» **TASK DETAILS**: An exact repetition of the records is required. Leave nothing out.

****************************************

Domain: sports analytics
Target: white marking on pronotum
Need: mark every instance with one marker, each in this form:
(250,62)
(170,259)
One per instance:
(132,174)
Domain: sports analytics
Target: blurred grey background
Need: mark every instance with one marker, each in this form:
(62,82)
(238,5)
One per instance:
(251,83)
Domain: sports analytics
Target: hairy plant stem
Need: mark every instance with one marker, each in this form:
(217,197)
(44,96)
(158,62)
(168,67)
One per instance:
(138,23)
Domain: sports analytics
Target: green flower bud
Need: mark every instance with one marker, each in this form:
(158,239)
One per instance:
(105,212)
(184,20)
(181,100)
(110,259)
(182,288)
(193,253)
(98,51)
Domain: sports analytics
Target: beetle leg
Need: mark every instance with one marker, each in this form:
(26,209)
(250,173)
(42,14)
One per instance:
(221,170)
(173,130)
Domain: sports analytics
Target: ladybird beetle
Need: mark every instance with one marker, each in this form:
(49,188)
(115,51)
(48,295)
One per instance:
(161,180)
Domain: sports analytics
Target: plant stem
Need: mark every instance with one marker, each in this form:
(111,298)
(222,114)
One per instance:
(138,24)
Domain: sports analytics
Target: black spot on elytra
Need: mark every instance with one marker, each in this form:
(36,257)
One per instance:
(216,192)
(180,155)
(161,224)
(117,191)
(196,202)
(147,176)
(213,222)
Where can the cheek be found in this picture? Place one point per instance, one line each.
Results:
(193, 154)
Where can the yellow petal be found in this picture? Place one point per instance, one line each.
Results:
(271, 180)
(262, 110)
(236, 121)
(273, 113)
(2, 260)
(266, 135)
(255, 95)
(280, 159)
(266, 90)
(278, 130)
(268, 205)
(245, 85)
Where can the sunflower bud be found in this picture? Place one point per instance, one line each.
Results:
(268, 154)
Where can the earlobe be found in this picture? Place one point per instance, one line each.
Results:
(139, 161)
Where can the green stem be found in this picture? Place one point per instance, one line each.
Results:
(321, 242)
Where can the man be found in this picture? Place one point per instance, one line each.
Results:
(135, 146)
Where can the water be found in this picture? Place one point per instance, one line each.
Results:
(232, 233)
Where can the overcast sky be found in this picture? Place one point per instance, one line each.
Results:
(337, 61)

****************************************

» **WRITTEN RESPONSE**:
Domain: sports analytics
Target: white marking on pronotum
Need: mark every instance with one marker, each in this form:
(250,62)
(170,259)
One per instance:
(132,174)
Domain: sports analytics
Target: blurred grey background
Need: mark every instance with one marker, each in this form:
(62,82)
(238,5)
One per instance:
(251,83)
Domain: sports analytics
Target: hairy plant stem
Need: mark every instance with one marker, each in this form:
(217,197)
(44,96)
(158,62)
(168,67)
One per instance:
(138,23)
Domain: sports analytics
Target: green flower bud
Need: mark every instance with one marker, each in this form:
(158,239)
One per instance:
(105,212)
(184,20)
(181,100)
(110,259)
(182,288)
(193,253)
(98,51)
Domain: sports analytics
Target: beetle leg
Need: mark every instance with one marker, each in this form:
(26,209)
(250,173)
(42,14)
One per instance:
(221,170)
(173,130)
Domain: sports analytics
Target: ladybird beetle
Need: mark every instance with one marker, each in this form:
(49,188)
(115,51)
(48,295)
One per instance:
(161,180)
Domain: sports analytics
Target: plant stem
Need: mark every instance with one marker, each in this form:
(111,298)
(222,114)
One per instance:
(138,24)
Domain: sports analytics
Target: black spot on elytra
Need: mark every instance with one marker, each in this form:
(36,257)
One per instance:
(216,192)
(180,155)
(161,224)
(117,191)
(196,202)
(147,176)
(213,222)
Where can the cheek be found in this picture? Place one point per instance, one line each.
Results:
(193, 154)
Where can the yellow petal be found in this picture? Place one point per instance, one line each.
Results:
(271, 180)
(262, 110)
(236, 121)
(273, 113)
(2, 260)
(266, 135)
(255, 95)
(280, 159)
(266, 90)
(278, 130)
(268, 205)
(245, 85)
Where can the sunflower bud be found in this picture? Place one point per instance, one line each.
Results:
(268, 154)
Where can the earlobe be found in this picture? Place one point per instance, one line each.
Results:
(139, 161)
Where can the green stem be found in this picture? Place one point per instance, one line each.
Results:
(321, 242)
Where can the man be found in this picture? Place one point per instance, one line each.
Results:
(135, 146)
Where can the water be found in this picture? Place one point per instance, one line each.
Results:
(232, 233)
Where can the overcast sky be found in this picture? Place one point per instance, one line each.
Results:
(337, 61)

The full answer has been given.